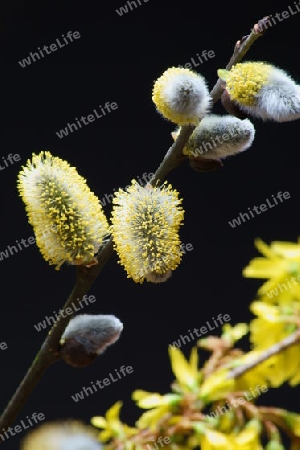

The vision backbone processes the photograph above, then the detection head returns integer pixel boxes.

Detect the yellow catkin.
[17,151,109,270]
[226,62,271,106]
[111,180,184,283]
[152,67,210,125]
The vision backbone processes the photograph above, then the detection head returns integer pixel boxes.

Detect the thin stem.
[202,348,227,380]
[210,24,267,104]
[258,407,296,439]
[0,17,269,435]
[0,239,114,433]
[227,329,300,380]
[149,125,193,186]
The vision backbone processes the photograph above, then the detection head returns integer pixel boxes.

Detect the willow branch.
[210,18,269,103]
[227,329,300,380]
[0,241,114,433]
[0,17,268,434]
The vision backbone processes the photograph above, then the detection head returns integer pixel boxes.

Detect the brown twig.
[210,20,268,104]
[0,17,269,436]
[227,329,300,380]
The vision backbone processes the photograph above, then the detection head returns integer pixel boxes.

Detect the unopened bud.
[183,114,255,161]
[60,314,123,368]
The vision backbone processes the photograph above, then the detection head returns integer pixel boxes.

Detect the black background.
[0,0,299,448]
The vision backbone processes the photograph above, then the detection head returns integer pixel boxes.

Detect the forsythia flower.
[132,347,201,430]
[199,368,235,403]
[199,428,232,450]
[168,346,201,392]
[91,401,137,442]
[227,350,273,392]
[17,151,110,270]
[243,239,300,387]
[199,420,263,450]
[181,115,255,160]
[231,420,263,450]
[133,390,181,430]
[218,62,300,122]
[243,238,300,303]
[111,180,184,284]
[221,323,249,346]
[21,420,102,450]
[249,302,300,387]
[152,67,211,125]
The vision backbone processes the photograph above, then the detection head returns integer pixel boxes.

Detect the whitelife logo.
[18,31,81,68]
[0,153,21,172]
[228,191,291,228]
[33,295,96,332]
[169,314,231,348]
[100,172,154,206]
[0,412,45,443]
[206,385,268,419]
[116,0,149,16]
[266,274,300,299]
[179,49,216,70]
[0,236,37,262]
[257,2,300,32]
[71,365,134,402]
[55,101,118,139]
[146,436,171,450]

Task goal: Return all records verbatim and drop the pictures.

Written solution:
The vision backbone processes the photograph above, then the detection head returns integer pixel boxes.

Detect the yellow catkin.
[17,151,109,270]
[226,62,271,106]
[111,180,184,283]
[152,67,210,125]
The vision backbone processes the photograph above, then the detection head returns integer pixel boxes.

Detect the thin stem.
[202,348,227,380]
[210,24,267,104]
[258,407,296,439]
[0,17,269,435]
[0,239,114,433]
[227,329,300,380]
[149,125,193,186]
The vision backbone processes the photograph above, then the detection head returns integer pixel boxes.

Detect the willow branch.
[210,18,269,103]
[227,329,300,380]
[0,241,114,433]
[0,17,268,434]
The vision backbone processes the photograph above, then the detection head returns integer pixel boxes.

Detect the brown twig.
[210,20,268,104]
[0,17,269,436]
[227,329,300,380]
The vision backbone processes the photograph above, then the detection head returns integer pixel boxes.

Detect the unopened bud.
[183,114,255,161]
[60,314,123,368]
The vision backbone processes the photograph above, then the detection head returns integer pixel boxes.

Detect the black background.
[0,0,299,448]
The vision backbone processes the photograph above, then the detection head returns integer pixel boxes.

Detect the forsythia flower.
[132,347,201,430]
[199,368,235,403]
[199,428,232,450]
[168,346,201,392]
[91,401,137,442]
[227,350,273,392]
[17,151,110,270]
[243,239,300,387]
[199,420,263,450]
[181,115,255,160]
[231,420,263,450]
[133,390,181,430]
[218,62,300,122]
[243,238,300,303]
[111,180,184,284]
[221,323,249,346]
[21,420,102,450]
[249,302,300,387]
[152,67,211,125]
The vision backbone processes the photograph above, then the detection head returns integer pixel boxes.

Detect the whitelife logo.
[18,31,81,68]
[0,153,21,172]
[228,191,291,228]
[33,295,96,332]
[169,314,231,348]
[100,172,154,206]
[0,412,45,443]
[206,385,268,419]
[116,0,149,16]
[266,274,300,299]
[179,49,216,70]
[0,236,37,262]
[257,2,300,32]
[71,365,134,402]
[55,101,118,139]
[146,436,171,450]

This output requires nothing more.